→ What to produce:
Keep only the lines of the data below that contain "green", and copy them.

→ Listed entries:
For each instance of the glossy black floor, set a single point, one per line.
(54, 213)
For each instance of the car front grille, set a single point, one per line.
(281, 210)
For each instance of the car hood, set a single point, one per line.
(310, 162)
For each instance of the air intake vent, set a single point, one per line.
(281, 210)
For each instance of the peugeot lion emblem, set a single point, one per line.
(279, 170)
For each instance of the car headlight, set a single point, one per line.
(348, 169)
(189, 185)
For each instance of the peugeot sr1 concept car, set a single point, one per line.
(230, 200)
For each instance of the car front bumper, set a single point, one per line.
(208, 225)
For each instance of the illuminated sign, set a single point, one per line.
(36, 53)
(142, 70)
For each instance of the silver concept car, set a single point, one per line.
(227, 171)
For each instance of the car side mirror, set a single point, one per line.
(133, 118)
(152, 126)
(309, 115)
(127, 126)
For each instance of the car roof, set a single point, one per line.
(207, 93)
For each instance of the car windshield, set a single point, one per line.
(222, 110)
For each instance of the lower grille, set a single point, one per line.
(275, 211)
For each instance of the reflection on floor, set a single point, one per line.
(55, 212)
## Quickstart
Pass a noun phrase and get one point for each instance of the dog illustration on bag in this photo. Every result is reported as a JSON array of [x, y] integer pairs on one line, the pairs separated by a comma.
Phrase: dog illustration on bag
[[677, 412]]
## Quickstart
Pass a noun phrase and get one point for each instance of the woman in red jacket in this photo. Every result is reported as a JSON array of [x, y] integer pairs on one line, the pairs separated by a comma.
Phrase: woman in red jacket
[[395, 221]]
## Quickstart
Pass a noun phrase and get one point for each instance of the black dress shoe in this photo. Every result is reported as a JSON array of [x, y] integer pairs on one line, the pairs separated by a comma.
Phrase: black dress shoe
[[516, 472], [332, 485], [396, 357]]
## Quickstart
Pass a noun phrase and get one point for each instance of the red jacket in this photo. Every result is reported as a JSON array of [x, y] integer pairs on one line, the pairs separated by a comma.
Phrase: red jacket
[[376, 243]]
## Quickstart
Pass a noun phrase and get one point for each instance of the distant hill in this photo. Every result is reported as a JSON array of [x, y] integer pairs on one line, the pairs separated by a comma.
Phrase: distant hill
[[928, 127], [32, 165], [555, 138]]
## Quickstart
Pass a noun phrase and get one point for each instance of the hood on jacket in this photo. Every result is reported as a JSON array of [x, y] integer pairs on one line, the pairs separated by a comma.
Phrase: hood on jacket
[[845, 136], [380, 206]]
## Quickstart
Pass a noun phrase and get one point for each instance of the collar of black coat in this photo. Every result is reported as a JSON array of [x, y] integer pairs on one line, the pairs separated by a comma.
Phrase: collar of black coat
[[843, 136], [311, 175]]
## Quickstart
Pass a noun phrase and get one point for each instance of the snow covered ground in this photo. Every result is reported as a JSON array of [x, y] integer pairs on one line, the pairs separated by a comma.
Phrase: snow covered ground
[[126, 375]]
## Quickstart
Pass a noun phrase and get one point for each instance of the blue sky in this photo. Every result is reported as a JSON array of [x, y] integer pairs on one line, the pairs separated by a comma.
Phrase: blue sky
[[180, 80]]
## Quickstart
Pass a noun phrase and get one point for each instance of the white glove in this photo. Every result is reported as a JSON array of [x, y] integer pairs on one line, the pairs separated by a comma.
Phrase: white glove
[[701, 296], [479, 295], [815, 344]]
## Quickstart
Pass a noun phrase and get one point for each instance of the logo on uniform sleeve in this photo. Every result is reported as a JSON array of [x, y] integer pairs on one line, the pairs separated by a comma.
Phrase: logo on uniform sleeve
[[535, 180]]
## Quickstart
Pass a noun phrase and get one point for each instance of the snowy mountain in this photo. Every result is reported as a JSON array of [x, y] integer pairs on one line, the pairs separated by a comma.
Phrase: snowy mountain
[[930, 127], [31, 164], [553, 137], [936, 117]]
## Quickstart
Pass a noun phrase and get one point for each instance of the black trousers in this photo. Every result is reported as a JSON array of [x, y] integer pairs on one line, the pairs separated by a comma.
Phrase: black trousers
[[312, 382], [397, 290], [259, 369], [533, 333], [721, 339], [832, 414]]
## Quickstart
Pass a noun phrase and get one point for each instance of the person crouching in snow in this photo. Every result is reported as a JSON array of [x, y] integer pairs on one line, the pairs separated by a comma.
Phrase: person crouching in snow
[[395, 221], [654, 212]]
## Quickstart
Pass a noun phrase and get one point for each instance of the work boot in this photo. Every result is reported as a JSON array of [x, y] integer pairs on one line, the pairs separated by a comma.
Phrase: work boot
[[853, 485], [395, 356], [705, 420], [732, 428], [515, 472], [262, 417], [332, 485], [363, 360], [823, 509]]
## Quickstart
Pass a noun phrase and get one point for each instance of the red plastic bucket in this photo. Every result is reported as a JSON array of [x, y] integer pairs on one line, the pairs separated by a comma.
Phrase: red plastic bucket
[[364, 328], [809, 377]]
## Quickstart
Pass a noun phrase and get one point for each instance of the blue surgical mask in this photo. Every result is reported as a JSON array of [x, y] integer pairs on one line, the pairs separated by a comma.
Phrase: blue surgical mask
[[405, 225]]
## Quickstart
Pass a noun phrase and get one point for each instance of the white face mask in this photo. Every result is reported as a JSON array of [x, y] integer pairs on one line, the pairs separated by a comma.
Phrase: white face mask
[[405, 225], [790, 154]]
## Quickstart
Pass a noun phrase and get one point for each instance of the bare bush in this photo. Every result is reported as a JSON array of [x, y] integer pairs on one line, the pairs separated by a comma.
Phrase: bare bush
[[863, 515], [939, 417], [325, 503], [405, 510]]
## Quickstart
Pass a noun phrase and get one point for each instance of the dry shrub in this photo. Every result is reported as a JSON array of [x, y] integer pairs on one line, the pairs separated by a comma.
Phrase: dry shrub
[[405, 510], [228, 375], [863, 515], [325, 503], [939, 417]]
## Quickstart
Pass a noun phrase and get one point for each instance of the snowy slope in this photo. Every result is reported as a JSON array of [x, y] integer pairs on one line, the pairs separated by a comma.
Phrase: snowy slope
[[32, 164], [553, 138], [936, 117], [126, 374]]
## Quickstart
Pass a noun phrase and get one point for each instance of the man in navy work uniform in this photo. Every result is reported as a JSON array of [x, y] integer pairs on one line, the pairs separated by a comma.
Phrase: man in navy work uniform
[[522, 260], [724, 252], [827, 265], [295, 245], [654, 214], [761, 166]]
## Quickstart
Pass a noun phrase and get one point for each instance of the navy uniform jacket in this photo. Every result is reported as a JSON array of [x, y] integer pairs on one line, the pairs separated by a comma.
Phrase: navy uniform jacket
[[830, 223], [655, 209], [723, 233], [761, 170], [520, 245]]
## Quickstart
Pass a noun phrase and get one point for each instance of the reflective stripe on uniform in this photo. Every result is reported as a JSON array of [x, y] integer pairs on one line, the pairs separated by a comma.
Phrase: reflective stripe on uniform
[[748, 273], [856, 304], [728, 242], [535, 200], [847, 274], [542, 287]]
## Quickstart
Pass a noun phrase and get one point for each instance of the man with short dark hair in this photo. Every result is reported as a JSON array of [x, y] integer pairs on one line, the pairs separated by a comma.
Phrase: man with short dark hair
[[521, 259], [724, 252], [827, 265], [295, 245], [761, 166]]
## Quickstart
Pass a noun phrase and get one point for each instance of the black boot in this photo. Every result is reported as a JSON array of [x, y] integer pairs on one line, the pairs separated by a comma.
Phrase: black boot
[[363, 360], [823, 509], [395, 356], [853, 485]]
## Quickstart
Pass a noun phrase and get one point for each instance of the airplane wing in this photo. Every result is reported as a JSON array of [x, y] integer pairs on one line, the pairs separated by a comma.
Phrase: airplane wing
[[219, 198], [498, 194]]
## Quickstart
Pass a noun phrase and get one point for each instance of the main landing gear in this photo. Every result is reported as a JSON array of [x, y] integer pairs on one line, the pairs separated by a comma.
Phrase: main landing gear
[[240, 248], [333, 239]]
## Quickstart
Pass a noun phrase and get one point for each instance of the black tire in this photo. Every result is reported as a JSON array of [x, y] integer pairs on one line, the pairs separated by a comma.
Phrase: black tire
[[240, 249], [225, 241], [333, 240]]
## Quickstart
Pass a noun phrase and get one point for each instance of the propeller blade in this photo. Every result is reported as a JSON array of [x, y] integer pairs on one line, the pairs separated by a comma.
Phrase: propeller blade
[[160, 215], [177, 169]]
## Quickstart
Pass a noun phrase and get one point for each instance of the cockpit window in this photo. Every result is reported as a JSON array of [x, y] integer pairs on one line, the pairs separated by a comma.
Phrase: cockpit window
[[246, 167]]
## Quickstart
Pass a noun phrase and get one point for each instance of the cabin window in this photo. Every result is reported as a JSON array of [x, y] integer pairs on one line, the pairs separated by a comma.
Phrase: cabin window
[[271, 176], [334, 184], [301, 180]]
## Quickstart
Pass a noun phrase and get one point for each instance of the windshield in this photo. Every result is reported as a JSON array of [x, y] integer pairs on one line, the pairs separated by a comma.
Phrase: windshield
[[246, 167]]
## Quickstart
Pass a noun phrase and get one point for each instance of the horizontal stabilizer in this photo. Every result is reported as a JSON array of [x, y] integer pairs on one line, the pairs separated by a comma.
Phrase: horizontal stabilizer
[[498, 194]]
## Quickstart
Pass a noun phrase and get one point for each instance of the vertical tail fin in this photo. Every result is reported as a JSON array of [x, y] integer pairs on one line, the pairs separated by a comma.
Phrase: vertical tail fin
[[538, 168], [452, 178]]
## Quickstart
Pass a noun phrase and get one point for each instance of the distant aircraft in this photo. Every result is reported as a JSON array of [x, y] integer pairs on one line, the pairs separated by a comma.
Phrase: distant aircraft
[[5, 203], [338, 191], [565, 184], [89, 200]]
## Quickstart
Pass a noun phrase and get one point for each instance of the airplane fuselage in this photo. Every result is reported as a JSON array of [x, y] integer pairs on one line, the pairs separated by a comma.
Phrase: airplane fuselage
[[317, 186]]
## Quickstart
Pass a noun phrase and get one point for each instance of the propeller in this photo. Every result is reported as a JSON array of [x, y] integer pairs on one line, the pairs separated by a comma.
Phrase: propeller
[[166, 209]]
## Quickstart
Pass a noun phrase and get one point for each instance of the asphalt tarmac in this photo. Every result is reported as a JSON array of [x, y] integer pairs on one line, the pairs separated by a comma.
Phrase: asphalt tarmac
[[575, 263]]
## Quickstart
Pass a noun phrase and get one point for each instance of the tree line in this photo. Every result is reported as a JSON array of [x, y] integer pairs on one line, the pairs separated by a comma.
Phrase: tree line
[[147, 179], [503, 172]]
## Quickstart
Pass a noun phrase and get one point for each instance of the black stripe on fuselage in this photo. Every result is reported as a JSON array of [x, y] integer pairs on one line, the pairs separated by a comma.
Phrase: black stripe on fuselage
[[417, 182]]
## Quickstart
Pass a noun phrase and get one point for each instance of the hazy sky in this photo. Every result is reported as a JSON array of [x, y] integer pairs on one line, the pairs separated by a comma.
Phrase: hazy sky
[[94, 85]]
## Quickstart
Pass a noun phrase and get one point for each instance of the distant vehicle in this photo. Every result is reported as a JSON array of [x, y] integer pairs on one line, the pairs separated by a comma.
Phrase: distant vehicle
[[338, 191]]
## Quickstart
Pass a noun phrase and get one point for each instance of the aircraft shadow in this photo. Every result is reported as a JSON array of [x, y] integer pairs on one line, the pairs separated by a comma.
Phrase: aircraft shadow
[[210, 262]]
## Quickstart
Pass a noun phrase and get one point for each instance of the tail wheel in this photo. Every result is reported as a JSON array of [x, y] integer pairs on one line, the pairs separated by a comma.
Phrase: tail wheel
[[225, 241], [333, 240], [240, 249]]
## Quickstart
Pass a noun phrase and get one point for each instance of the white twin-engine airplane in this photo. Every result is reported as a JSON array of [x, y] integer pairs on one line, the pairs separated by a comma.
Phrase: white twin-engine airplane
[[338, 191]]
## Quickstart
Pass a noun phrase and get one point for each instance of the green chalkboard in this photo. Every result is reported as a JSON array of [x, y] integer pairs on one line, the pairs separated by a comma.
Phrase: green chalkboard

→ Solution to the problem:
Pass a noun phrase and get one point for each instance of the green chalkboard in this photo. Every result is reported as a JSON array of [x, y] integer pairs on one line, the pairs separated by a comma.
Phrase: green chalkboard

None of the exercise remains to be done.